Sure, this could all end badly. We know that. We know it because that is all almost anyone in any public venue and anyone in politics and finance has been saying ad nauseam for months upon months. There is relentless, unremitting negativism about bad debts in Europe, and in the U.S., and about impending global recession that portends worse days ahead. We are told of the end of the European Union that is being brought on by Greek default and political ineptitude. That then is joined to Washington ineptitude, partisan fighting that will only intensify as Republicans seek to halt any new spending and Democrats seek to halt any new cuts, and both parties square off for the November elections to determine the Congress and the presidency. Throw in the faltering of the emerging world (China et al), and the euro bailout fund of $600 billion, even if it is levered up, look as flimsy as the New Orleans levees in 2005.
Then again, this is real liquidity, and a genuine multigovernment fund that can act as a backstop, purchase debt, and keep the situation from spinning further out of control. Governments anywhere rarely act before a crisis, and the way they respond during one only seems coherent in retrospect. Franklin Roosevelt’s response to the Depression was an exercise in constant, messy improvisation, as Michael Hiltzik brilliantly shows in his new book The New Deal. The carping and criticism are deafening, but shouldn’t there be a time-out to acknowledge that denial is over and crisis-solving is beginning?
-----
EXERCISES TO COMPLETE
(a) Answer these from the debt-crisis passage:
(i) How large is the euro bailout fund?
(ii) What is the title of Michael Hiltzik's new book?
(iii) What will the November elections decide?
(b) Transcribe the stretch of the debt-crisis passage from "Then again, this" through "crisis-solving is beginning?".
The entries that come next are from a different source than the debt-crisis passage.

RECORDS PROVIDED
-----
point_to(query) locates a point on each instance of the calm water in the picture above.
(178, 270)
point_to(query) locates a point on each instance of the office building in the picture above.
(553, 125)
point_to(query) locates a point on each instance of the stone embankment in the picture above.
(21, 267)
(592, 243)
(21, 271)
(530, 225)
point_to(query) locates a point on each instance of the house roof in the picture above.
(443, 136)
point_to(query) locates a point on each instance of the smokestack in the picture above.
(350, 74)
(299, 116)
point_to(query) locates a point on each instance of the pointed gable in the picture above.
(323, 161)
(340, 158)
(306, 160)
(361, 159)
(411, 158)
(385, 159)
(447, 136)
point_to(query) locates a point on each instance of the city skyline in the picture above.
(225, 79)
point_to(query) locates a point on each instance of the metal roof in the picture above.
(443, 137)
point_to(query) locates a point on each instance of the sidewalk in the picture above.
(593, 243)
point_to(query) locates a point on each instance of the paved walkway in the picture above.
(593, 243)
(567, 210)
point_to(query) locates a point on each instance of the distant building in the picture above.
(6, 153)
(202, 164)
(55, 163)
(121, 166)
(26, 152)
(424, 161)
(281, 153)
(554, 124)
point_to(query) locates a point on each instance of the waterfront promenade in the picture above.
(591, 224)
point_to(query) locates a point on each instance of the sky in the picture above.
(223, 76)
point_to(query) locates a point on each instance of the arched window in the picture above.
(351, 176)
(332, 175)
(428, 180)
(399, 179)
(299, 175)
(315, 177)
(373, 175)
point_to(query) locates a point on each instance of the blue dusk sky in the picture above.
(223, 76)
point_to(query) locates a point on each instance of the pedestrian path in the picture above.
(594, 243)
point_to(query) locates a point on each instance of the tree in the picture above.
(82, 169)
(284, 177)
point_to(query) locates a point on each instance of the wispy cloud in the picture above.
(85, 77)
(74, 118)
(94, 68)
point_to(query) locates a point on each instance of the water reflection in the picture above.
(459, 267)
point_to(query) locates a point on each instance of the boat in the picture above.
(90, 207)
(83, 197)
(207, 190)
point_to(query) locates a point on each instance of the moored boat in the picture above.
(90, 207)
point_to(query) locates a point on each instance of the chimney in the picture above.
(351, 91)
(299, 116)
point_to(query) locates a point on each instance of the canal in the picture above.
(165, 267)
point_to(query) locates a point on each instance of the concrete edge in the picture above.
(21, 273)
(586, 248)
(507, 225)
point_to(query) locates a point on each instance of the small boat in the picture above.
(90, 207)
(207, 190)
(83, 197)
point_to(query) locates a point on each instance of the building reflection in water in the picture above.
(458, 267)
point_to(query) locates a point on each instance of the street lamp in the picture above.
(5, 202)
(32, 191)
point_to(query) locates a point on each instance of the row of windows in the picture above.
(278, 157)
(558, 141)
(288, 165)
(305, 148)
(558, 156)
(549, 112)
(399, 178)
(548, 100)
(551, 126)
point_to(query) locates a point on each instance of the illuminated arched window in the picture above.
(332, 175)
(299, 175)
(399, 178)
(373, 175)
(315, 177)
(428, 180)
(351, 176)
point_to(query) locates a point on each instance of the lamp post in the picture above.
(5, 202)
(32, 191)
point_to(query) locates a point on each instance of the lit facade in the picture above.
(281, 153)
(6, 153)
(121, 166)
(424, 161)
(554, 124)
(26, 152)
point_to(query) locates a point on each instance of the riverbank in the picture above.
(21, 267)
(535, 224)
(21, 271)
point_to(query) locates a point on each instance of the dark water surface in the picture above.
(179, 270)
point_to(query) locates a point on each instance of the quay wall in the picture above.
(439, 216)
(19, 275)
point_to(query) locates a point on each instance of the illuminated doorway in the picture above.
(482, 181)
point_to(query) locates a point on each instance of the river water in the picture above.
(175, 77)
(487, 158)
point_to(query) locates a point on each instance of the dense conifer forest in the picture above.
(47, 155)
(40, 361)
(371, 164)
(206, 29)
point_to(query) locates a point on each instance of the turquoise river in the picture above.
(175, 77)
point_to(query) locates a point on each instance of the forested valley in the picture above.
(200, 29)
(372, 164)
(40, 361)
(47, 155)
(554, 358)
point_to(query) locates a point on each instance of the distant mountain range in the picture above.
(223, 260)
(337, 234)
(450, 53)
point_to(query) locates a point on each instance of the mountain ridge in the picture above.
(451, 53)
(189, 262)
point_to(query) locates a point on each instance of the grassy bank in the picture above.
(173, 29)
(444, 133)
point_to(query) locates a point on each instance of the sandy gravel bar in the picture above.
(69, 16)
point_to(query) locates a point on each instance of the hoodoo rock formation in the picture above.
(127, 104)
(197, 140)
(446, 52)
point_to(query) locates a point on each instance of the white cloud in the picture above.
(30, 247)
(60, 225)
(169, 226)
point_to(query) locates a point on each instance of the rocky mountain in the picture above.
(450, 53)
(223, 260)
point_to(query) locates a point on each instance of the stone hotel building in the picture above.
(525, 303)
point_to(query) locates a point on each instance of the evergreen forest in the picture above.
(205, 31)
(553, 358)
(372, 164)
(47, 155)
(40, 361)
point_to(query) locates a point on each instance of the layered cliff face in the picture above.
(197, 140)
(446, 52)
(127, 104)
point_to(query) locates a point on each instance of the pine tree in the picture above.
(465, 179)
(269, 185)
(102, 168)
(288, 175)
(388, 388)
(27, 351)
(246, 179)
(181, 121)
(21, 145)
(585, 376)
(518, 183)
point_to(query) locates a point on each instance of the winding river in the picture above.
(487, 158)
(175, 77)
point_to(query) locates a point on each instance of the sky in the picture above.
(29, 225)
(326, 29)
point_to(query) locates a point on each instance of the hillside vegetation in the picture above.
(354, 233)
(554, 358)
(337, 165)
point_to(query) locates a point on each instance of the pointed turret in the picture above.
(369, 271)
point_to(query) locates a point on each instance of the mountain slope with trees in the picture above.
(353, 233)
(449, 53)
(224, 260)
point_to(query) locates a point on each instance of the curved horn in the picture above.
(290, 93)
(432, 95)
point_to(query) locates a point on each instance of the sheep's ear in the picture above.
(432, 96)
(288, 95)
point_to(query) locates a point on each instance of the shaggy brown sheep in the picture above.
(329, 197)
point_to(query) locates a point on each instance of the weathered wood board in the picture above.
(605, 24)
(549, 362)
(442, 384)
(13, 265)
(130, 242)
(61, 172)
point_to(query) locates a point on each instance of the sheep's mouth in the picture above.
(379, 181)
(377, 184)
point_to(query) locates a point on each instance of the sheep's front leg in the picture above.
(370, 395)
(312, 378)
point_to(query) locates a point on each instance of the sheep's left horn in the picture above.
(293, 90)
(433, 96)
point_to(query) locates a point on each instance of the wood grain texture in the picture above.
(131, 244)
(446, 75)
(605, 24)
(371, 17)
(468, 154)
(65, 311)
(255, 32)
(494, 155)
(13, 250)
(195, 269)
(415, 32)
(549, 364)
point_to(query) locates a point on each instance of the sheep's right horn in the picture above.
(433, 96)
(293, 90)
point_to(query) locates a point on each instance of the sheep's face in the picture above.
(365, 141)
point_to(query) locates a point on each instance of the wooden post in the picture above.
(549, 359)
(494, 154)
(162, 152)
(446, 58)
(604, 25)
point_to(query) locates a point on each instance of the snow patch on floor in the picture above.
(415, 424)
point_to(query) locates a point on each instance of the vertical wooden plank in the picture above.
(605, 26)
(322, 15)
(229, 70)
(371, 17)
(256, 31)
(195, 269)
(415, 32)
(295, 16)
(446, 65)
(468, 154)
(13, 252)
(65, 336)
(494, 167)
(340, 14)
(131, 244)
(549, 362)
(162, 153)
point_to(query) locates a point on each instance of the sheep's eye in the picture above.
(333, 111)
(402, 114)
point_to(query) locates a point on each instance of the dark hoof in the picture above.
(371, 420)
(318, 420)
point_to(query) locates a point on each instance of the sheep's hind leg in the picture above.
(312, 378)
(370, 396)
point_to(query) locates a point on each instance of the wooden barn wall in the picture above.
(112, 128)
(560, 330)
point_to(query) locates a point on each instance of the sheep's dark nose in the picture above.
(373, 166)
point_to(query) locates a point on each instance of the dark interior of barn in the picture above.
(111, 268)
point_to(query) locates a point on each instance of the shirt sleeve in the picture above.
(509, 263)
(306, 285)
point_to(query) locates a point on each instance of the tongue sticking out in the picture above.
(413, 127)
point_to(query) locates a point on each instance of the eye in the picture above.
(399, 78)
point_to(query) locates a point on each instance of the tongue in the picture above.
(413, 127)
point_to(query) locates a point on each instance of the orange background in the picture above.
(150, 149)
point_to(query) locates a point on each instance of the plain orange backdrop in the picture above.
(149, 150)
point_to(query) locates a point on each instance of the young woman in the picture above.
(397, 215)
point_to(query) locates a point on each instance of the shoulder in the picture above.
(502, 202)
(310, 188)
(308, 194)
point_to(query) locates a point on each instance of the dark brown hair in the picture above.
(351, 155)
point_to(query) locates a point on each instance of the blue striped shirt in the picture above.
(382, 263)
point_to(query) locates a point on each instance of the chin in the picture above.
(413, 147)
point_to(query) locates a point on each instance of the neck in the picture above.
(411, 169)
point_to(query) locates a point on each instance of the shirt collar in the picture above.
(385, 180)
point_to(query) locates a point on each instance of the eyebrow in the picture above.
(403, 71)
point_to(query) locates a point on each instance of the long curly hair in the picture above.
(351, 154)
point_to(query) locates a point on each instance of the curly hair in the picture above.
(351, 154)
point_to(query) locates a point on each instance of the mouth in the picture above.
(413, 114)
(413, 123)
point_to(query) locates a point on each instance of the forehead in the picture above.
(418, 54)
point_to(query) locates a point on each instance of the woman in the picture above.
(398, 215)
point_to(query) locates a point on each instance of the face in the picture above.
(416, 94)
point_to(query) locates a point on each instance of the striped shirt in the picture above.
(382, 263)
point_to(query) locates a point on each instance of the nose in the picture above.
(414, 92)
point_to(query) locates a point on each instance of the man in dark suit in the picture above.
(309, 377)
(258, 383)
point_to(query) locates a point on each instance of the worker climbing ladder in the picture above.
-----
EXPECTED RESPONSES
(a)
(i) $600 billion
(ii) The New Deal
(iii) The Congress and the presidency

(b)
Then again, this is real liquidity, and a genuine multigovernment fund that can act as a backstop, purchase debt, and keep the situation from spinning further out of control. Governments anywhere rarely act before a crisis, and the way they respond during one only seems coherent in retrospect. Franklin Roosevelt’s response to the Depression was an exercise in constant, messy improvisation, as Michael Hiltzik brilliantly shows in his new book The New Deal. The carping and criticism are deafening, but shouldn’t there be a time-out to acknowledge that denial is over and crisis-solving is beginning?